Görevler ve alıştırmalar
(a) Basın özgürlüğü yazısına göre şu soruları yanıtlayın:
(i) Sloganlar dün nerede haykırıldı?
(ii) Tutuklu olan iki meslektaş kimdir?
(iii) Can'la 90'larda hangi derneğin yönetiminde basına baskılara direnildi?
(b) Basın özgürlüğü yazısında "İkisi de can…" ile başlayıp "mütevazı evladıdır .." ile biten bölümü, "yıllarca" yerine "uzun yıllar" koyarak güncelleyin.
(c) Basın özgürlüğü yazısını kaldığı yerden sürdürün.

İnadına gazetecilik

Gazetecilik susmayacak, Susmayacağız!

Özgür basın susturulamaz!

Dün bu sloganları haykırdık Ankara Kızılay’da…

Coğrafyamızın kaderidir…  Cezaevinde gazetecisi eksik olmaz…

Aynı sloganları yakın tarihte adliye önlerinde, Silivri kapılarında haykırdık…

Bugün sevgili meslektaşlarımız Can Dündar ve Erdem Gül tutuklu…

Onlar için haykırıyoruz…

İkisi de can… İkisi de dost… İkisi de iyi insan… İkisi de mesleğin yüz akı…

Ankara’nın siyaset kulislerinde omuz omuza haber peşinde koştuk yıllarca…

Can’la 90’ların karanlık günlerinde Çağdaş Gazeteciler Derneği yönetiminde basına baskılara direndik…

İktidarların medyayı susturma girişimlerine karşı durduk…

Erdem Gül 12 Eylül faşizmine onurlarıyla direnen bir ailenin mütevazı evladıdır ..

Veri bloğu
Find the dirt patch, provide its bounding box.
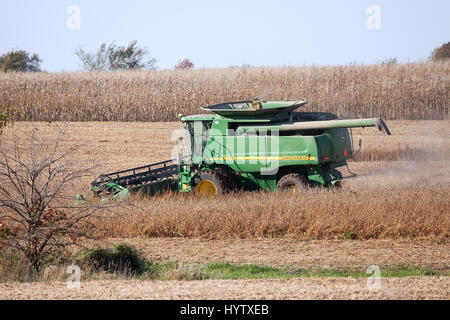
[85,238,450,270]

Görev yanıtları
(a)
(i) Ankara Kızılay'da.
(ii) Can Dündar ve Erdem Gül.
(iii) Çağdaş Gazeteciler Derneği.

(b)
İkisi de can… İkisi de dost… İkisi de iyi insan… İkisi de mesleğin yüz akı…

Ankara’nın siyaset kulislerinde omuz omuza haber peşinde koştuk uzun yıllar…

Can’la 90’ların karanlık günlerinde Çağdaş Gazeteciler Derneği yönetiminde basına baskılara direndik…

İktidarların medyayı susturma girişimlerine karşı durduk…

Erdem Gül 12 Eylül faşizmine onurlarıyla direnen bir ailenin mütevazı evladıdır ..

(c)
Kardeşimle 25 yıldır siyaset koridorlarında haberler kovaladık…

Öğrencilik döneminden ANKA’daki ilk iş gününe, muhabirliğinden Ankara temsilciliğine uzanan mesleki serüveninin yakın tanığıyım…

Küçük bir bilgi kırıntısını doğrulatmak için titizce araştırıp, günlerce çabaladığımızı, dayanışmalarımızı anımsıyorum…

İnişli çıkışlı yılları, işsizlik günlerini, zor dönemlerini de…

Can’la, Erdem’le pek çok mesleki eylemde yan yanaydık...  

“Özgür basın susturulamaz, gazetecilere özgürlük” sloganlarını birlikte attık…

İkisi de haberi namusu bilen meslek ahlakının zirvesinde meslektaşlarımdır.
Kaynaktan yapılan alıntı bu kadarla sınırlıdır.